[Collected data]
+-------+
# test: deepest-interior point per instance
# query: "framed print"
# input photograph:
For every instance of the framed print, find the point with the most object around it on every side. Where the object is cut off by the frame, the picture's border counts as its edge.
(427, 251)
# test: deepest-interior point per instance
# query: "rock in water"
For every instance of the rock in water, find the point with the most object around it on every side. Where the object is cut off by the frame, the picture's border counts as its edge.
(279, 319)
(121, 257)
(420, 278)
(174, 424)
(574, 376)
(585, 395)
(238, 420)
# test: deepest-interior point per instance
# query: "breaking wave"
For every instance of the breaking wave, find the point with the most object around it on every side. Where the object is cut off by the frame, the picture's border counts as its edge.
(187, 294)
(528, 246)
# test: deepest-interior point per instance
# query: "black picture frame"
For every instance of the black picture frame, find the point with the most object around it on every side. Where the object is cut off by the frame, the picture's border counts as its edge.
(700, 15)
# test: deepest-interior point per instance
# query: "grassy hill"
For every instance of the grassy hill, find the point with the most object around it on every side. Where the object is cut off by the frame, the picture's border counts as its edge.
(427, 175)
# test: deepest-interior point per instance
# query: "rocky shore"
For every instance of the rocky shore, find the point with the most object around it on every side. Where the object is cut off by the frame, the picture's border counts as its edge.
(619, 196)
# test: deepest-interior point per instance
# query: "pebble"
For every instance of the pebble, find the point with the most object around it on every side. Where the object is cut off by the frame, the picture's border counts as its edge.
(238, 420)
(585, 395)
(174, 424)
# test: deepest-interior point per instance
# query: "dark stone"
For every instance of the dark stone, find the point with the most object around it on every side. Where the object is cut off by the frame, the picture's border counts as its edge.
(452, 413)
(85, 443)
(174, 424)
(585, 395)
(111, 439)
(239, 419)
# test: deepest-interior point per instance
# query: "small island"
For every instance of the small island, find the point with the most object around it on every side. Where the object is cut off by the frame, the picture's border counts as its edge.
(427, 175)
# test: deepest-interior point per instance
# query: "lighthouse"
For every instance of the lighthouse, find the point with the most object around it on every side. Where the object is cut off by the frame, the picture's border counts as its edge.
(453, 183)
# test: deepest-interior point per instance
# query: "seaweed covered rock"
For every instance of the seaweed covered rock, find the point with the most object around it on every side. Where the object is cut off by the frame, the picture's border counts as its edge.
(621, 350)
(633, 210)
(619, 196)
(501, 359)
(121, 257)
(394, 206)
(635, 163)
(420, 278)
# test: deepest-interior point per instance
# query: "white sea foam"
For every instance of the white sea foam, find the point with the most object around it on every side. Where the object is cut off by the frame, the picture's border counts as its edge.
+-------+
Your instructions: In the lines above, find each one with "foam" and list it.

Solution to the exercise:
# query: "white sea foam"
For every instance of the white sea foam, find the point with the most object around it on every side. Where the object is cut off by the frame, the picture's border counts as its edge.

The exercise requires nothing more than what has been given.